* What the task asks
Word for word, transcribe the data below from the line with "Question: For every instance of the pendant light in" to the line with "Question: For every instance of the cabinet drawer", keeping both of those lines.

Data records
++++++++

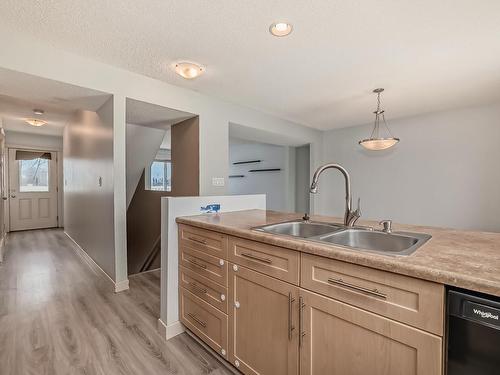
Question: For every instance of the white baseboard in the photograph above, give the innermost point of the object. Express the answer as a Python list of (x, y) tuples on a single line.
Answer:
[(121, 286), (2, 246), (171, 330), (117, 287)]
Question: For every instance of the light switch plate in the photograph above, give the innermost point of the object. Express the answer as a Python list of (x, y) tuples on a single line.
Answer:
[(218, 181)]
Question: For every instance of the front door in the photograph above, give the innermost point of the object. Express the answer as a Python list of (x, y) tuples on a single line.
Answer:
[(32, 189)]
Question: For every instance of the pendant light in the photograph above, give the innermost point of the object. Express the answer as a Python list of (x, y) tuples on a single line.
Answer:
[(376, 142)]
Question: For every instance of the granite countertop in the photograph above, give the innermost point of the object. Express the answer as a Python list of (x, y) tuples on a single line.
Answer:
[(465, 259)]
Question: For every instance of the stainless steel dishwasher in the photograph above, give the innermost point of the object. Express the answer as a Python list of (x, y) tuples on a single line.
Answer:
[(473, 340)]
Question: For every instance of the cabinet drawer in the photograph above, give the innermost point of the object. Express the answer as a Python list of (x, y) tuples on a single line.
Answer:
[(412, 301), (271, 260), (208, 323), (207, 290), (212, 243), (203, 264)]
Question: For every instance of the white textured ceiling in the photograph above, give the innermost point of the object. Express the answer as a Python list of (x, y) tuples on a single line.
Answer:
[(21, 93), (429, 55)]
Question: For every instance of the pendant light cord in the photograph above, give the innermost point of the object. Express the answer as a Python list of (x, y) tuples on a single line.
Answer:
[(376, 128)]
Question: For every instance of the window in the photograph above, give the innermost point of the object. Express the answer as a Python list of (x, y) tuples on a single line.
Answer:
[(161, 175), (34, 175)]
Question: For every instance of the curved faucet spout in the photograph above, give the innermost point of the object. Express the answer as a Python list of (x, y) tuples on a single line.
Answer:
[(350, 216)]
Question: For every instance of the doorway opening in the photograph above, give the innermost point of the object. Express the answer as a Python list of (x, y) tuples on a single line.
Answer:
[(33, 189), (162, 151)]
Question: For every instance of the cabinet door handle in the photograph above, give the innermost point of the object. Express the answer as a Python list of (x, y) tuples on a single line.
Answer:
[(256, 257), (301, 321), (374, 292), (197, 320), (195, 263), (291, 300), (203, 242), (197, 289)]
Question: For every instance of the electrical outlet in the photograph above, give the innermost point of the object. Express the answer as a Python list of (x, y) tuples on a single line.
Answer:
[(218, 181)]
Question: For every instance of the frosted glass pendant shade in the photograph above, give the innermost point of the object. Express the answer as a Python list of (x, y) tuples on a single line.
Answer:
[(377, 144)]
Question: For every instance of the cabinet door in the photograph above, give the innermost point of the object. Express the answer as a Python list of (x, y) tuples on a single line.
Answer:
[(340, 339), (263, 323)]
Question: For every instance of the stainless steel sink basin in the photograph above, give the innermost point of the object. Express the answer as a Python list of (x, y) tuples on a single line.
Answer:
[(400, 243), (300, 228), (395, 243)]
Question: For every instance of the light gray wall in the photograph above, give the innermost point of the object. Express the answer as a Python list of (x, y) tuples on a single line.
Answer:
[(444, 172), (276, 185), (88, 207), (215, 115), (51, 142), (143, 144), (302, 178)]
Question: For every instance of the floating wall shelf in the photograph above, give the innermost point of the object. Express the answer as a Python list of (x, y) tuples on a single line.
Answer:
[(247, 162), (265, 170)]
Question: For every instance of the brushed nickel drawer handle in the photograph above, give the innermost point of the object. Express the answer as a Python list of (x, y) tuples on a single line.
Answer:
[(291, 300), (374, 292), (195, 263), (203, 242), (197, 320), (197, 289), (255, 257)]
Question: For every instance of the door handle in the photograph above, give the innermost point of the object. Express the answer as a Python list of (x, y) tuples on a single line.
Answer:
[(301, 321)]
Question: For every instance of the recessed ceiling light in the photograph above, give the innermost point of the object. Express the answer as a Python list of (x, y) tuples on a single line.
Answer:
[(35, 122), (280, 28), (189, 70)]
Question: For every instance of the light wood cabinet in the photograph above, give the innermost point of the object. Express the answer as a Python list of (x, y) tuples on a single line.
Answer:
[(269, 310), (271, 260), (340, 339), (263, 323), (208, 323), (212, 268)]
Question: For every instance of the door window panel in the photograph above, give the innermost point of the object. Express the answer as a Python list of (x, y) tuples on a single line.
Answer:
[(161, 175), (33, 175)]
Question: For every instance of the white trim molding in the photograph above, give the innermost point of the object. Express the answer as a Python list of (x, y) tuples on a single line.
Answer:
[(120, 286), (117, 287), (172, 330)]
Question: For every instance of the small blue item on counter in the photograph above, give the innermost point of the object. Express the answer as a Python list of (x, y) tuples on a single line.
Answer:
[(211, 208)]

++++++++

* Task output
Question: For every instance of the pendant light in the photograph above, give the innermost point of the object. Express the answer as a Python list of (x, y) tuples on a single line.
Answer:
[(376, 142)]
Question: For every instance of the granite countertop in the photograph above, give the innermost point of the object. Express the answer as a Python list of (x, y) tuples on a single line.
Answer:
[(465, 259)]
Question: For every instance of the stainless steel dishwasher in the photograph above, give the innermost point of the object. Express the answer as a Python list of (x, y) tuples on a single line.
Answer:
[(473, 340)]
Question: For every instance of the cabinet drawer in the photograph above, give the innermost point of the object. Express the answer as a Python list of (x, y) tuples on a single line.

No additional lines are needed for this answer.